__Excerpted passage__.
───

Trigger AJAX single function for two buttons - javascript

I am using 2 buttons to open two separate php pages but I would like to use one function to trigger both the buttons. The AJAX function that gets triggered should check which button was pressed and then open the php page associated with it. Such that "Export Page 1" should open Page 1.php and "Export Page 2" should open Page 2.php.
I am able to open one php page with my AJAX function. Now how do I check which button was pressed so I could open the right php page. How do I achieve this?
<html>
<body>
<div>
<input type ="submit" name="login" id="login" style="float: right; margin-right: 5px;" class= "btn btn-primary" value="Export Page 1" data-toggle="modal" data-target="#loginModal"/>
<input type ="submit" name="login" id="login" style="float: right; margin-right: 5px;" class= "btn btn-primary" value="Export Page 2" data-toggle="modal" data-target="#loginModal"/>
</div>
</body>
</html>
<div id="loginModal" class="modal fade" role="dialog">
<div class="modal-dialog">
<div class="modal-content">
<div class="modal-header">
<button type="button" class="close" data-dismiss="modal">×</button>
<h4 class="modal-title">Login</h4>
</div>
<div class="modal-body">
<label>Username</label>
<input type="text" name="username" id="username" class="form-control" />
<br/>
<label>Password</label>
<input type="password" name="password" id="password" class="form-control" />
<br/>
<button type="button" name="login_button" id="login_button" class="btn btn-primary">Login</button>
<script>
$('#login_button').click(function(){
var username = $('#username').val();
var password = $('#password').val();
if(username != '' && password != '')
{
$.ajax({
url:"Login.php",
method:"POST",
data:{username:username, password:password},
success:function(data){
if(data == 'No')

───

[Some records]
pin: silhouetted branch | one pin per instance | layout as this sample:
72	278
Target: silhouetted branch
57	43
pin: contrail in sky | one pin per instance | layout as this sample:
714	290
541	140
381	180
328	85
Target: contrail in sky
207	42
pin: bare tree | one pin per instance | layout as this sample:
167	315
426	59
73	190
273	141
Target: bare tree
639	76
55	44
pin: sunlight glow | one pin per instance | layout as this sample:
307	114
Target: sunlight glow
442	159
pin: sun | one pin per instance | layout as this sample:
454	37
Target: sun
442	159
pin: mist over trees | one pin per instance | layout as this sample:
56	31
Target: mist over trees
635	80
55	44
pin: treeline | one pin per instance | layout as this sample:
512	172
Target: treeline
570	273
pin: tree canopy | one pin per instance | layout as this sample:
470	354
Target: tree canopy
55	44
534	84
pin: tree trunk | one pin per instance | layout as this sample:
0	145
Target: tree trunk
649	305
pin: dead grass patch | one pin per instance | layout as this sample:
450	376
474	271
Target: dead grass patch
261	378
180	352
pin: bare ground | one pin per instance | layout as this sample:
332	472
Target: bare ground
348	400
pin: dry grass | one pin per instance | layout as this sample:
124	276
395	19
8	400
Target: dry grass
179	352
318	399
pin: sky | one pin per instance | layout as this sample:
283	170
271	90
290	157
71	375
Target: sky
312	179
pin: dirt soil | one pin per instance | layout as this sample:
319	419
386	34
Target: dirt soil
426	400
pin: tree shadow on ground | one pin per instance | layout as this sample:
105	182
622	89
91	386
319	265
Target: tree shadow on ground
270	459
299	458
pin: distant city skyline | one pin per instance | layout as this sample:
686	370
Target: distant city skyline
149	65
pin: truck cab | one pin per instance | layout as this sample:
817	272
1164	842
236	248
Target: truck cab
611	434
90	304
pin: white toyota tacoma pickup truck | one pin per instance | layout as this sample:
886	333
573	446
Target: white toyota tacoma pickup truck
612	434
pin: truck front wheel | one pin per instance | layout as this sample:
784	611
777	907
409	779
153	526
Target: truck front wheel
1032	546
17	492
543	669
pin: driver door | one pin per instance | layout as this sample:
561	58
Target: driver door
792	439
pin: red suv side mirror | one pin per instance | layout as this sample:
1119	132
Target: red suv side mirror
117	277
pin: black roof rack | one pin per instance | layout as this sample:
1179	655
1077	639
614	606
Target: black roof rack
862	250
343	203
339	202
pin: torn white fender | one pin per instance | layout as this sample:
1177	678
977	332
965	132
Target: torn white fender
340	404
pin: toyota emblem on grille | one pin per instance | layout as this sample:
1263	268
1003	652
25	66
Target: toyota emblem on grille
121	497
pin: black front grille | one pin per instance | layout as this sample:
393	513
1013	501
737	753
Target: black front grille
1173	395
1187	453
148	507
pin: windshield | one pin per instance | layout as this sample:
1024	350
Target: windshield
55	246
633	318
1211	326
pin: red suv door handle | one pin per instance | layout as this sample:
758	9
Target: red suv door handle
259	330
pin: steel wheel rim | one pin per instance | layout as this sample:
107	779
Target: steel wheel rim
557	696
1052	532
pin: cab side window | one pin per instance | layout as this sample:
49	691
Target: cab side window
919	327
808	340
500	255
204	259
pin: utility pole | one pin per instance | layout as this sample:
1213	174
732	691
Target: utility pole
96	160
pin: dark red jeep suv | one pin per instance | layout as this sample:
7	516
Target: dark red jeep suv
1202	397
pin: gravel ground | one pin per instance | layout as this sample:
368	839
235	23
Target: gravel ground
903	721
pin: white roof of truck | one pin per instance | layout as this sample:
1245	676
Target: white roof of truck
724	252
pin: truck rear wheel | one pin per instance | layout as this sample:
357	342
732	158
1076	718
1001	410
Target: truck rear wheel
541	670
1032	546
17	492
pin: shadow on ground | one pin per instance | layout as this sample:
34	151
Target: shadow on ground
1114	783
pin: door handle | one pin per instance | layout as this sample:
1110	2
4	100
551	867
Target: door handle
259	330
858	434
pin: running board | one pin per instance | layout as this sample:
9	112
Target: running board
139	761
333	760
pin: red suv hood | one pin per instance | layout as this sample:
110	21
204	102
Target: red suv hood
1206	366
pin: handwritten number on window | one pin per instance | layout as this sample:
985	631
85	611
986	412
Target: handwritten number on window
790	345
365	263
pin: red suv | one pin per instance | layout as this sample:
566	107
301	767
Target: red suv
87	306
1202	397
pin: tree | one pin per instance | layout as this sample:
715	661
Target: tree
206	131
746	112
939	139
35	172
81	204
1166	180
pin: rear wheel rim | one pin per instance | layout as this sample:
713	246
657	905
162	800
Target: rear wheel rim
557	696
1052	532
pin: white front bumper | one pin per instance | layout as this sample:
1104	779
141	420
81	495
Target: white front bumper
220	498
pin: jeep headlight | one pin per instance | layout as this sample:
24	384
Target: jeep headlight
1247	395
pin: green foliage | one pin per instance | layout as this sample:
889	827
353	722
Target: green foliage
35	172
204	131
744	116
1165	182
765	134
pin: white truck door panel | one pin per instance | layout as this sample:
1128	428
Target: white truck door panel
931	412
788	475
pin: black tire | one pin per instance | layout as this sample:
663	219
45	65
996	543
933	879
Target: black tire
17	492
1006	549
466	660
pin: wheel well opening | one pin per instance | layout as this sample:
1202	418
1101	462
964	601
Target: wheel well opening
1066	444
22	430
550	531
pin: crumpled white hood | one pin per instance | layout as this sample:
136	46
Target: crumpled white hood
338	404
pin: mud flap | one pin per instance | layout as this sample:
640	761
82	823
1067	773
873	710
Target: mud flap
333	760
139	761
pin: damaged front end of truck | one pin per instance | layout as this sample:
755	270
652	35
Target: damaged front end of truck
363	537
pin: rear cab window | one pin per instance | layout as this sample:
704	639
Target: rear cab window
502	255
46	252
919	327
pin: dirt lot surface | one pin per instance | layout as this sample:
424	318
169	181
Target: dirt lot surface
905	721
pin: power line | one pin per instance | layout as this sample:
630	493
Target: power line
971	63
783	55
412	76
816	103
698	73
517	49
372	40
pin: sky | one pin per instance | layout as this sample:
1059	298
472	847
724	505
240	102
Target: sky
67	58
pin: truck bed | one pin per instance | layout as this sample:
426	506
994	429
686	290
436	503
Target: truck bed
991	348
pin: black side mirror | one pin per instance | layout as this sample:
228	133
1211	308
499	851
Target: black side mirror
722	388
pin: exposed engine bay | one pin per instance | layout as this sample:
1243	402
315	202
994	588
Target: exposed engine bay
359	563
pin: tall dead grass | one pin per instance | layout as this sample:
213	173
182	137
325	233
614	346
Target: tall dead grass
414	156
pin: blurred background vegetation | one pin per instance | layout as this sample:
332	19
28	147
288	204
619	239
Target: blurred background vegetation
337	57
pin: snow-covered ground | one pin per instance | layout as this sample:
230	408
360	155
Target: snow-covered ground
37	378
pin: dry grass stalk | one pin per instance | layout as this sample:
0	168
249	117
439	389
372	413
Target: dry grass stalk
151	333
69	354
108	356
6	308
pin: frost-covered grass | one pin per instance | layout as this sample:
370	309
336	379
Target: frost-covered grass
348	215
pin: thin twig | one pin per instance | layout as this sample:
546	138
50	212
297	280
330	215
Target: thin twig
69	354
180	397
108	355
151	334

───

__Requirements__.
**1)** Render this sentence from the forum post on triggering one AJAX function from two buttons into Spanish: "I am able to open one php page with my AJAX function."
**2)** Proceed with the forum post on triggering one AJAX function from two buttons, starting right after its final line.

__Answer set__.
**1)** Puedo abrir una página php con mi función AJAX.

**2)**
{
alert("Wrong Data");
}
else
{
$('#loginModal').hide();
window.open("Page 1.php"); //For page 1
// OR window.open("Page 2.php"); //For page 2
}
}
});
}
else
{
alert("Both fields are requried");
}
});
});
</script>

Because IDs must be unique, give each button a different ID
<input type="submit" id="login1" value="Export Page 1"...
<input type="submit" id="login2" value="Export Page 2"...
you can then give both buttons the same event - this would also work if you gave them both the same class and did the event on that class.
Within the event, store the button id somewhere where it can be picked up later by the modal's login button.
Because you're auto-opening the modal, there's a separation from open-dialog with button1/2 to click login on modal, so they're not related. You'll need to store on the modal/global/etc which button was used to open the modal when it's opened so that you can use that value when you actually login.
Let's store it on the modal's login_button:
$("#login1,#login2").click(function() {
$("#login_button").data("source_button", this.id);
});
where this.id will be login1 or login2.
Now when the login_button is clicked, we can see which button it was:
$("#login_button").click(function() {
$.ajax({
method: "POST",
data: { username: username, password: password },
success: function(data) {
$('#loginModal').hide();
var source_button = $("#login_button").data("source_button");
if (source_button == "login1")
window.open("Page 1.php");
else
window.open("Page 2.php");
}
});
});
To make this a little more usable (and less maintenance-heavy), you can make some small changes:
don't use an ID on the page button
code the destination page onto the page button
<input type="submit" class="pagelogin" data-page='page1.php' value="Export Page 1"...
<input type="submit" class="pagelogin" data-page='page2.php' value="Export Page 2"...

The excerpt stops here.